**Text extract**:
Now, it turns out that in statistical physics, we will assign things through a totally different procedure which is subjective. If you like, it's more theoretical, which is based on uncertainty among all outcomes. Because if I were to subjectively assign to throwing the dice and coming up with value of 1, I would say, well, there's six possible faces for the dice. I don't know anything about this dice being loaded, so I will say they are all equally alike.

Now, that may or may not be a correct assumption. You could test it. You could maybe throw it many times. You will find that either the dice is loaded or not loaded and this is correct or not. But you begin by making this assumption. And this is actually, we will see later on, exactly the type of assumption that you would be making in statistical physics.

Any question about these definitions? So let's again proceed slowly to get some definitions established by looking at one random variable. So this is the next section on one random variable. And I will assume that I'll look at the case of the continuous random variable. So x can be any real number minus infinity to infinity.

Now, a number of definitions. I will use the term Cumulative-- make sure I'll use the-- Cumulative Probability Function, CPF, that for this one random variable, I will indicate by capital P of x. And the meaning of this is that capital P of x is the probability of outcome less than x.

So generically, we say that x can take all values along the real line. And there is this function that I want to plot that I will call big P of x Now big P of x is a probability, therefore, it has to be positive according to the first item that we have over there. And it will be less than 1 because the net probability for everything toward here is equal to 1.

So asymptotically, where I go all the way to infinity, the probability that I will get some number along the line-- I have to get something, so it should automatically go to 1 here. And every element of probability is positive, so it's a function that should gradually go down. And presumably, it will behave something like this generically.

Once we have the Cumulative Probability Function, we can immediately construct the Probability Density Function, PDF, which is the derivative of the above. P of x is the derivative of big P of x with respect to the x. And so if I just take here the curve that I have above and take its derivative, the derivative will look something like this. Essentially, clearly by the definition of the derivative, this quantity is therefore ability of outcome in the interval x to x plus dx divided by the size of the interval dx.

couple of things to remind you of, one of them is that the Cumulative Probability is a probability. It's a dimensionless number between 0 and 1. Probability Density is obtained by taking a derivative, so it has dimensions that are inverse of whatever this x is. So if I change my variable from meters to centimeters, let's say, the value of this function would change by a factor of 100. And secondly, while the Probability Density is positive, its value is not bounded. It can be anywhere that you like.

One other, again, minor definition is expectation value. So I can pick some function of x. This could be x itself. It could be x squared. It could be sine x, x cubed minus x squared. The expectation value of this is defined by integrating the Probability Density against the value of the function.

So essentially, what that says is that if I pick some function of x-- function can be positive, negative, et cetera. So maybe I have a function such as this-- then the value of x is random. If x is in this interval, this would be the corresponding contribution to f of x. And I have to look at all possible values of x.

Question? Now, very associated to this is a change of variables. You would say that if x is random, then f of x is random. So if I ask you what is the value of x squared, and for one random variable, I get this. The value of x squared would be this. If I get this, the value of x squared would be something else.

So if x is random, f of x is itself a random variable. So f of x is a random variable, and you can ask what is the probability, let's say, the Probability Density Function that I would associate with the value of this. Let's say what's the probability that I will find it in the interval between small f and small f plus df. This will be Pf f of f.

**Job a**:
Gather every line of the entries that contains the string "skating", treating uppercase and lowercase letters as different.
The entries have no connection to the lecture passage on probability.

**Entries**:
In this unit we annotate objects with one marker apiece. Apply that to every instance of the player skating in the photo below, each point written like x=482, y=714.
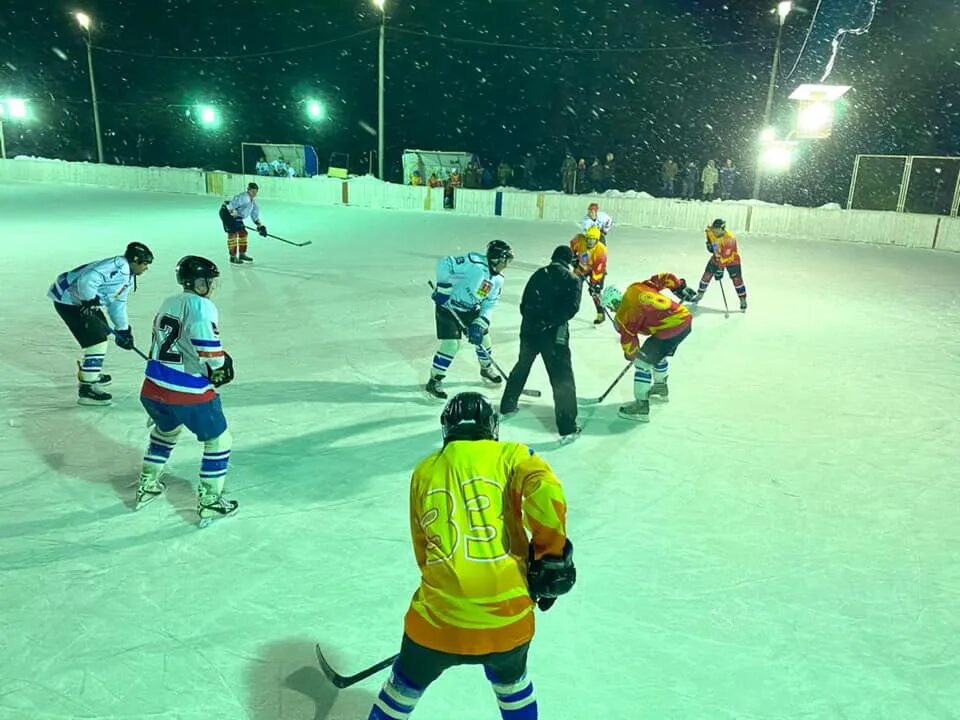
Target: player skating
x=233, y=213
x=643, y=310
x=598, y=219
x=467, y=290
x=724, y=254
x=187, y=363
x=78, y=296
x=550, y=299
x=592, y=265
x=470, y=505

**Job b**:
Rewrite everything in the lecture passage on probability from "Now, a number" down to "less than x.", putting "random quantity" in place of "random variable".

**Written response a**:
In this unit we annotate objects with one marker apiece. Apply that to every instance of the player skating in the photo below, each point written like x=482, y=714.
Target: player skating

**Written response b**:
Now, a number of definitions. I will use the term Cumulative-- make sure I'll use the-- Cumulative Probability Function, CPF, that for this one random quantity, I will indicate by capital P of x. And the meaning of this is that capital P of x is the probability of outcome less than x.